Reproduce the data that follows character for character, but omit its pictures.

Data extracted from a collection:
——

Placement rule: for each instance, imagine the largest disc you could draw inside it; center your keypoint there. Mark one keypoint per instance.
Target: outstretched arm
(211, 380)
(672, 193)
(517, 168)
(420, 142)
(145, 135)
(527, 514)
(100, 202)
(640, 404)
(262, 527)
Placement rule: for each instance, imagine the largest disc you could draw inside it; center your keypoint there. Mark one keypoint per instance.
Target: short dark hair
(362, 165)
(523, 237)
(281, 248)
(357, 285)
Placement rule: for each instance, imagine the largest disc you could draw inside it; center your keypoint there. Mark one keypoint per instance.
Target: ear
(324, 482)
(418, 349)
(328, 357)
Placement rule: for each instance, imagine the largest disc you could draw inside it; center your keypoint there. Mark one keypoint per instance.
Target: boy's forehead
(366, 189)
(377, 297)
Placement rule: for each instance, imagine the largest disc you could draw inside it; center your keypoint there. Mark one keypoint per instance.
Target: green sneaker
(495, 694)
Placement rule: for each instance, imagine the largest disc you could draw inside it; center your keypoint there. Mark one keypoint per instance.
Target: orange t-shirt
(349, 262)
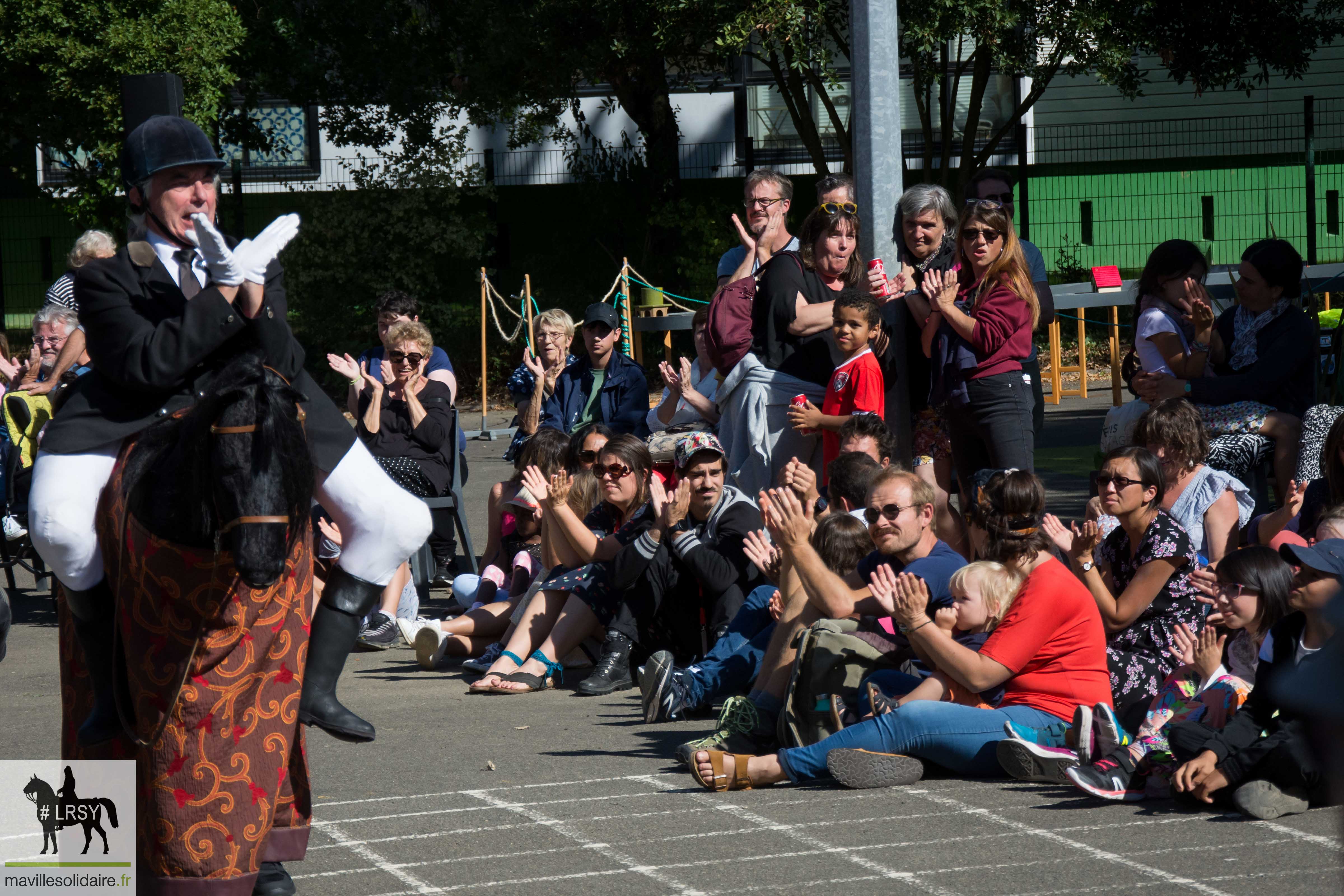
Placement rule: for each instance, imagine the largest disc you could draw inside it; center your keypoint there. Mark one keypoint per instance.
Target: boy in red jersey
(855, 386)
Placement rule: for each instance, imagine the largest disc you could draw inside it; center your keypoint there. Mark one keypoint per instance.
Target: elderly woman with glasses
(407, 420)
(978, 332)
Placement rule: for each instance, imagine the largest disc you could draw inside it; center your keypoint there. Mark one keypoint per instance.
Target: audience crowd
(709, 545)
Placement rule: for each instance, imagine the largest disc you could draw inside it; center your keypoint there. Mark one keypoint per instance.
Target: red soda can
(802, 401)
(878, 267)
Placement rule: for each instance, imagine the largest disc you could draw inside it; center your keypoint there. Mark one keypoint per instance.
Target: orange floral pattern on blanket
(216, 672)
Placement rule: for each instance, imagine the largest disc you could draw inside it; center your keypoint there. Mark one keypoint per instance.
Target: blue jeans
(734, 661)
(958, 738)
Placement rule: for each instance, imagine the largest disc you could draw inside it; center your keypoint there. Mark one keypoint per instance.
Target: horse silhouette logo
(66, 811)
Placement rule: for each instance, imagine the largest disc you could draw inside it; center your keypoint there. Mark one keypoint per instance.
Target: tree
(61, 64)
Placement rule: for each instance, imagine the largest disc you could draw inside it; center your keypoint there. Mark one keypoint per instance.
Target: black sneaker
(666, 694)
(1108, 780)
(381, 634)
(612, 671)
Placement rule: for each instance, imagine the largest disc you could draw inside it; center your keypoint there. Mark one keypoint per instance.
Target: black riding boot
(613, 668)
(346, 601)
(95, 616)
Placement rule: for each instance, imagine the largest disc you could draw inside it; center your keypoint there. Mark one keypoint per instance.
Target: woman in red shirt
(978, 332)
(1049, 654)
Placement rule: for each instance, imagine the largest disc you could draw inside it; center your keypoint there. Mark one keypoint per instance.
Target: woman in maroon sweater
(979, 330)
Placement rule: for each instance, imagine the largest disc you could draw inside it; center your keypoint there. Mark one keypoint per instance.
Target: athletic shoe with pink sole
(1034, 762)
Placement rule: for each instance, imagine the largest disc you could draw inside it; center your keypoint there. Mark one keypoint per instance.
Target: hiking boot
(743, 729)
(864, 769)
(666, 694)
(1033, 762)
(1268, 801)
(1049, 737)
(381, 633)
(273, 880)
(612, 672)
(1109, 780)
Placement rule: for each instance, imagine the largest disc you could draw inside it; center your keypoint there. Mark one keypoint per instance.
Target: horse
(230, 475)
(39, 793)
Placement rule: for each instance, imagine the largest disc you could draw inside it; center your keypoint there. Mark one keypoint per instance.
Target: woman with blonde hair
(978, 332)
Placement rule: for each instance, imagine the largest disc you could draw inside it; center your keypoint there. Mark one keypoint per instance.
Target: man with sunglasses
(604, 386)
(767, 197)
(995, 185)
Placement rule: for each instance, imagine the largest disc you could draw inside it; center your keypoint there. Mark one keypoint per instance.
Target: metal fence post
(1310, 136)
(1023, 206)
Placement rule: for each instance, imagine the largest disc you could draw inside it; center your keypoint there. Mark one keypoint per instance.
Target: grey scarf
(1247, 326)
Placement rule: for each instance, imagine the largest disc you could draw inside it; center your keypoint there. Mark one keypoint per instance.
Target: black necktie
(186, 276)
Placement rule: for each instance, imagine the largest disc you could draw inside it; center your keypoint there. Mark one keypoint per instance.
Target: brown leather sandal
(721, 781)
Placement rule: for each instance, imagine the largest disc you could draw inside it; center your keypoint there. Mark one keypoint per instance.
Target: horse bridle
(237, 430)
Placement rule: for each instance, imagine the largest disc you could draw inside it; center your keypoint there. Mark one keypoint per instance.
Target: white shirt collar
(166, 252)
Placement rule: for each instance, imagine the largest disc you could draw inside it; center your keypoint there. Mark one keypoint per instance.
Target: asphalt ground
(554, 793)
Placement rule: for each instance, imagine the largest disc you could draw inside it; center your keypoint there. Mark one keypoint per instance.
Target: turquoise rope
(685, 299)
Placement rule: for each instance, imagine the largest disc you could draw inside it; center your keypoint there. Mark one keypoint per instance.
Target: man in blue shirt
(997, 185)
(601, 388)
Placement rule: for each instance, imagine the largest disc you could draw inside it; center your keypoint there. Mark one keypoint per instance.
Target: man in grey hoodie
(689, 575)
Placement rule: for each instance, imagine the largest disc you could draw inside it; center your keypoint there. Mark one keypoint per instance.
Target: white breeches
(381, 523)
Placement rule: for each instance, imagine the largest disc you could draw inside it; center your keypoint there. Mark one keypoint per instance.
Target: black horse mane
(169, 475)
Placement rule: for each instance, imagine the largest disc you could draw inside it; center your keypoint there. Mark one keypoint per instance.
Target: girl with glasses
(1139, 577)
(588, 555)
(979, 330)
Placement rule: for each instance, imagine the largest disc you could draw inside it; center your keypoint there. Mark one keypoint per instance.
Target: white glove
(220, 260)
(255, 256)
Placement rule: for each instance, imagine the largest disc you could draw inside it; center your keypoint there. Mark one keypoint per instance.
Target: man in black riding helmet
(162, 318)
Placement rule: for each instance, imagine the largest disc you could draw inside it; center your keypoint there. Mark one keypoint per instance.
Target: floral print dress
(1139, 657)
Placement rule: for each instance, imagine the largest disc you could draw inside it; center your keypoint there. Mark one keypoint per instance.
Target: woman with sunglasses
(1140, 577)
(978, 332)
(562, 616)
(407, 420)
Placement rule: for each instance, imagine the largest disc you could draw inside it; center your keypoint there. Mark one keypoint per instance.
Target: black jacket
(155, 353)
(1283, 377)
(1240, 745)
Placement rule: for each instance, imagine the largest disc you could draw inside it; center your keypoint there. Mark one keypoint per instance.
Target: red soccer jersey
(854, 389)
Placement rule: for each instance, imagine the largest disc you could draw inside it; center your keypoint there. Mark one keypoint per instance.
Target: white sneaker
(431, 643)
(487, 660)
(13, 530)
(410, 627)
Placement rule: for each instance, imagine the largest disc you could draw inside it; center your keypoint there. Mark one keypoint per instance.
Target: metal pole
(1310, 134)
(876, 87)
(484, 299)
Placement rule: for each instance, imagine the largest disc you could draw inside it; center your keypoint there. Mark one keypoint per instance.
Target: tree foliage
(61, 64)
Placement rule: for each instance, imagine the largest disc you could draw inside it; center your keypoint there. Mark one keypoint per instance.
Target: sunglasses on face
(889, 511)
(1121, 483)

——

▶ TASK OUTPUT:
Placement rule: for each instance, imagine the largest disc you could draw inside it; center your keypoint there. Mark one keypoint per instance.
Target: outstretched arm
(211, 380)
(672, 193)
(517, 168)
(420, 142)
(145, 135)
(527, 514)
(100, 202)
(640, 404)
(262, 527)
Placement rule: for each instance, imagine the largest disc you could draw inside it; center your keypoint there. Mark one keypoint per instance.
Target: short dark hair
(362, 165)
(523, 237)
(281, 248)
(357, 285)
Placement rule: for each instance, imagine the largest disc you could draw inside it; center your keypoint there. Mark one keypoint per instance.
Target: ear
(324, 482)
(418, 349)
(328, 357)
Placement rule: for each instance, imagine the largest disc you could draw inside it; center your keypoint there. Mark one keypoint per instance.
Target: boy's forehead
(366, 189)
(377, 297)
Placement rule: for each instance, imagine the largest disc you could draw inside it; center your keypoint there. Mark one keypoint per instance.
Target: green sneaker
(495, 694)
Placement rule: for each instance, imagine the largest disc you could draw inside it; center your keypoint there. Mark one keypoint per instance.
Target: orange t-shirt
(349, 262)
Placement rule: for each instance, imagine the largest disc you could draw inside it; center your keypoint there. Mark one keypoint per instance.
Target: boy in red jersey
(855, 386)
Placement rule: for each instance, imagine the largest disc you could draw inside it; center your keypoint there. Mark one keypoint per instance.
Target: elderly woman with glasses
(407, 420)
(978, 332)
Placement rule: for each instance, imagine the largest disc you could draw inside it; center your keypoint there. Mark one keypoint per instance.
Target: audience crowd
(709, 545)
Placement rule: for each instance, imagine the largest disc you could draw inside it; center your keypoint there. Mark one keypoint per instance.
Target: red soda can
(802, 401)
(878, 267)
Placement rule: for each instance, imagine the largest disc you could draw inside it; center your keypoint there. Mark one keypoint per instance.
Target: orange floral pattern on blanket
(216, 672)
Placement rule: for each instance, imagine the largest disc you could draw inside it; center your keypoint there. Mark one keypoint per instance.
Target: blue jeans
(734, 661)
(958, 738)
Placement rule: for each instance, imagine the largest disc you could draw inside it; center your keypoint there. Mark one keypoint per instance.
Target: horse silhouette logo
(66, 811)
Placement rule: for each instance, imagine the largest disc you could draw inside it; center your keypoint there. Mark one keypoint per instance.
Target: tree
(61, 64)
Placement rule: for each instance, imagine the largest disc you could draw inside it; center your keypoint there. Mark one keypoint per instance.
Target: black sneaker
(666, 694)
(1108, 780)
(381, 634)
(612, 671)
Placement rule: for each instance, imagine the largest disc you could draw inside it; center your keypoint there. Mark one keypoint per instance.
Target: black riding boot
(613, 668)
(346, 601)
(95, 616)
Placement rule: for each instance, imagine the largest disc you could draw inside it; center your keypoint there. Mark one keypoint per instance.
Target: woman in red shirt
(978, 332)
(1049, 654)
Placement rule: for each instance, imagine the largest disc you could draw inside it; center your keypoint there. Mark one keypoint per instance.
Target: woman in maroon sweater
(979, 330)
Placement rule: for each instance, imagine the largest disc you could draw inside it; center your keypoint there. Mark one keypoint per instance.
Target: athletic shoe with pink sole
(1034, 762)
Placement rule: for each instance, imagine the largest disc you could draw inside it; center your keypoint there. Mark one keypoint per instance.
Target: hiking boot
(743, 729)
(864, 769)
(666, 694)
(1033, 762)
(1268, 801)
(1049, 737)
(381, 633)
(273, 880)
(612, 672)
(1109, 780)
Placement rule: for each instance, imagine the largest disc you could draw inside it; center your keypoint there. Mark one keypoint per instance.
Target: horse
(230, 475)
(39, 793)
Placement rule: for each instance, imagine the largest disc you could draw inside it; center your keypoint there. Mark one keypoint per instance.
Target: woman with blonde hair
(978, 332)
Placement rule: for each instance, imagine the largest disc you could draw inside it; center your keypoint there. Mark one keypoint per instance.
Target: man with sunglasses
(604, 386)
(767, 197)
(995, 185)
Placement rule: for each instance, imagine the largest disc you could draw inside it; center your keypoint there. Mark one keypoint per instance.
Target: metal fence post
(1310, 136)
(1023, 206)
Placement rule: for each instance, imagine the largest disc you could draw inside it; center your keypoint there. Mark one keypoint per instance.
Target: grey scarf
(1247, 326)
Placement rule: for each instance, imagine the largest disc you could draw inside it; center your keypoint there. Mark one keypoint per instance.
Target: black necktie
(186, 276)
Placement rule: for each instance, imagine the largest disc you could draw inside it; center your keypoint there. Mark one keypoint per instance.
Target: brown leather sandal
(721, 781)
Placement rule: for each instance, imagine the largest disc you could draw inside it; center your keypoint there. Mark one keypoint per instance.
Target: horse bridle
(237, 430)
Placement rule: for each instance, imagine the largest disc you could draw inside it; center your keypoint there. Mark one keypoint per instance.
Target: white shirt collar
(166, 252)
Placement rule: for each instance, imagine the largest disc you could draw inside it; center your keypoint there. Mark one keypoint per instance.
Target: asphalt ground
(554, 793)
Placement rule: for each instance, imagine the largest disc you could draw inside it; center your keypoint there. Mark one keypoint per instance.
Target: turquoise rope
(685, 299)
Placement rule: for each instance, imagine the largest disc you could draw inside it; center your keypoint there. Mark one keypoint per instance.
Target: man in blue shirt
(997, 185)
(601, 388)
Placement rule: for each instance, imagine the largest disc you could draw inside it; center your keypoint there. Mark one keypoint per instance.
Target: man in grey hoodie
(689, 575)
Placement rule: for each instance, imagine the largest disc you could draw inside it; center your keypoint there. Mark one keypoint per instance.
Target: white breeches
(381, 523)
Placement rule: for each instance, imagine the largest disc you could draw inside it; center your keypoint there. Mark one keypoint per instance.
Target: black horse mane
(169, 475)
Placement rule: for each instance, imagine the largest disc you could draw inside it; center your keypoint there. Mark one keypoint per instance.
Target: girl with glasses
(1139, 577)
(588, 555)
(979, 330)
Placement rule: for each instance, imagine the largest disc you could draw inside it; center your keypoint there. Mark one keypoint per instance.
Target: white glove
(220, 260)
(255, 256)
Placement rule: for each instance, imagine the largest disc you could draw inside it; center your keypoint there. Mark one keypoint per instance.
Target: man in black riding helmet
(162, 318)
Placement rule: for each instance, imagine the largest disc you could draw inside it; center your keypoint there. Mark one keypoint per instance.
Target: floral print dress
(1139, 657)
Placement rule: for each instance, imagine the largest disc you could draw inside it; center your keypoint there. Mark one keypoint per instance.
Target: woman with sunglasses
(1140, 577)
(978, 332)
(562, 616)
(407, 420)
Placement rule: for each instance, imagine the largest disc you could draw inside it; center your keypoint there. Mark one keypoint per instance.
Target: black jacket
(155, 353)
(1283, 377)
(1240, 745)
Placement rule: for each instance, imagine the largest disc you could draw inside it; center your keypoint there. Mark one keypoint per instance.
Target: red soccer jersey
(854, 389)
Placement rule: for each instance, imagine the largest disc you could draw inside it; center your keypoint there. Mark one keypoint per instance.
Target: white sneaker
(431, 643)
(487, 660)
(13, 530)
(410, 627)
Placement rule: for each instance, imagine the largest disc you could draw inside it; center your keypoint there. Mark one keypoint per instance.
Target: metal pole
(1310, 134)
(876, 87)
(484, 299)
Placement rule: for each instance, imagine the largest disc you could draw inside it; center your keypoint there. Mark one keypoint per instance.
Target: tree foliage
(61, 64)
Placement rule: for each instance, imagine the largest disc you could draw inside it; center your keypoint there. Mark one keypoint per instance.
Target: sunglasses on face
(889, 511)
(1121, 483)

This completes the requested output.